What you should do: Write out the line that contains "positive clicks: (111, 197) (120, 195)", then every following line to the end of the records below, with no other lines and no changes.

Stored data
▬▬▬▬▬▬▬▬▬▬
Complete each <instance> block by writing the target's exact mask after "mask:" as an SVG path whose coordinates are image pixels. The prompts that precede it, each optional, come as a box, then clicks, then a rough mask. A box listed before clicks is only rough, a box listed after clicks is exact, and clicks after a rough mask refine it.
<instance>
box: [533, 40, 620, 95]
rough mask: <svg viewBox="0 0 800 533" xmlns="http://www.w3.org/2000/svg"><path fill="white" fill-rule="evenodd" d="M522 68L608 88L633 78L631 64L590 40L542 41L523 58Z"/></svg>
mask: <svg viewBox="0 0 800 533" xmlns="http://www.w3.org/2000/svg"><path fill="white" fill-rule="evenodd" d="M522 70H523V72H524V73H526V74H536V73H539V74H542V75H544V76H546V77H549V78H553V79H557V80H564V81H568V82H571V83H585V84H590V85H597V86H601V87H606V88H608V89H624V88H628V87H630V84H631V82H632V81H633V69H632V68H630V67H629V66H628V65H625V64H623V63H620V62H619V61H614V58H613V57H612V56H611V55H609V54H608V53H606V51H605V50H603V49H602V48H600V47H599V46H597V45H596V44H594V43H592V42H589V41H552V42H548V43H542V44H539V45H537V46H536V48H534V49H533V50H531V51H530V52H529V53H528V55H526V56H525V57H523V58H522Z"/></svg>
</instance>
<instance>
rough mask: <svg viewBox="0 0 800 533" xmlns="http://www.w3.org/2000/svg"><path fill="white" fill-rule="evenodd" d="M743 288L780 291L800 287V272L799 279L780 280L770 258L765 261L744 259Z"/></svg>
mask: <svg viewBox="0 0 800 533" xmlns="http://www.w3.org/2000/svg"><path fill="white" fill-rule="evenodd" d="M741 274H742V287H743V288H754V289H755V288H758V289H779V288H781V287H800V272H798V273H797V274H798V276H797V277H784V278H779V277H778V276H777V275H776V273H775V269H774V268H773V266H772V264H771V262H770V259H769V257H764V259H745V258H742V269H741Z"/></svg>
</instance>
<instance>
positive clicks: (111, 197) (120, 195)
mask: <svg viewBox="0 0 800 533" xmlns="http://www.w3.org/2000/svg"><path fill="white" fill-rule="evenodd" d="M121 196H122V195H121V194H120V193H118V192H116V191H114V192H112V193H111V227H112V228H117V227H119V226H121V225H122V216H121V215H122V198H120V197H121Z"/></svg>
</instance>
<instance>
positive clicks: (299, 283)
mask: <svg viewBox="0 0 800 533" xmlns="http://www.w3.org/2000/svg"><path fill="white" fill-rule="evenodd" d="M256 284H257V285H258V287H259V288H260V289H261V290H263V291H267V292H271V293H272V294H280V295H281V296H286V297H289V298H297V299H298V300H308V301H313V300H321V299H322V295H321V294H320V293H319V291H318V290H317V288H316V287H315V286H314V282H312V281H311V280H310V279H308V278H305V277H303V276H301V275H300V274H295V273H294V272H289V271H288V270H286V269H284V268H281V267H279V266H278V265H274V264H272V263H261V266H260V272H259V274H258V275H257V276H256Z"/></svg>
▬▬▬▬▬▬▬▬▬▬
Task solution:
positive clicks: (111, 197) (120, 195)
mask: <svg viewBox="0 0 800 533" xmlns="http://www.w3.org/2000/svg"><path fill="white" fill-rule="evenodd" d="M121 196H122V195H121V194H120V193H118V192H116V191H114V192H112V193H111V227H112V228H117V227H119V226H121V225H122V216H121V215H122V198H120V197H121Z"/></svg>
</instance>
<instance>
positive clicks: (299, 283)
mask: <svg viewBox="0 0 800 533" xmlns="http://www.w3.org/2000/svg"><path fill="white" fill-rule="evenodd" d="M256 284H257V285H258V287H259V288H260V289H261V290H263V291H267V292H271V293H272V294H280V295H281V296H286V297H289V298H297V299H298V300H308V301H313V300H321V299H322V295H321V294H320V293H319V291H318V290H317V288H316V287H315V286H314V282H312V281H311V280H310V279H308V278H305V277H303V276H301V275H300V274H295V273H294V272H289V271H288V270H286V269H284V268H281V267H279V266H278V265H274V264H272V263H261V266H260V272H259V274H258V275H257V276H256Z"/></svg>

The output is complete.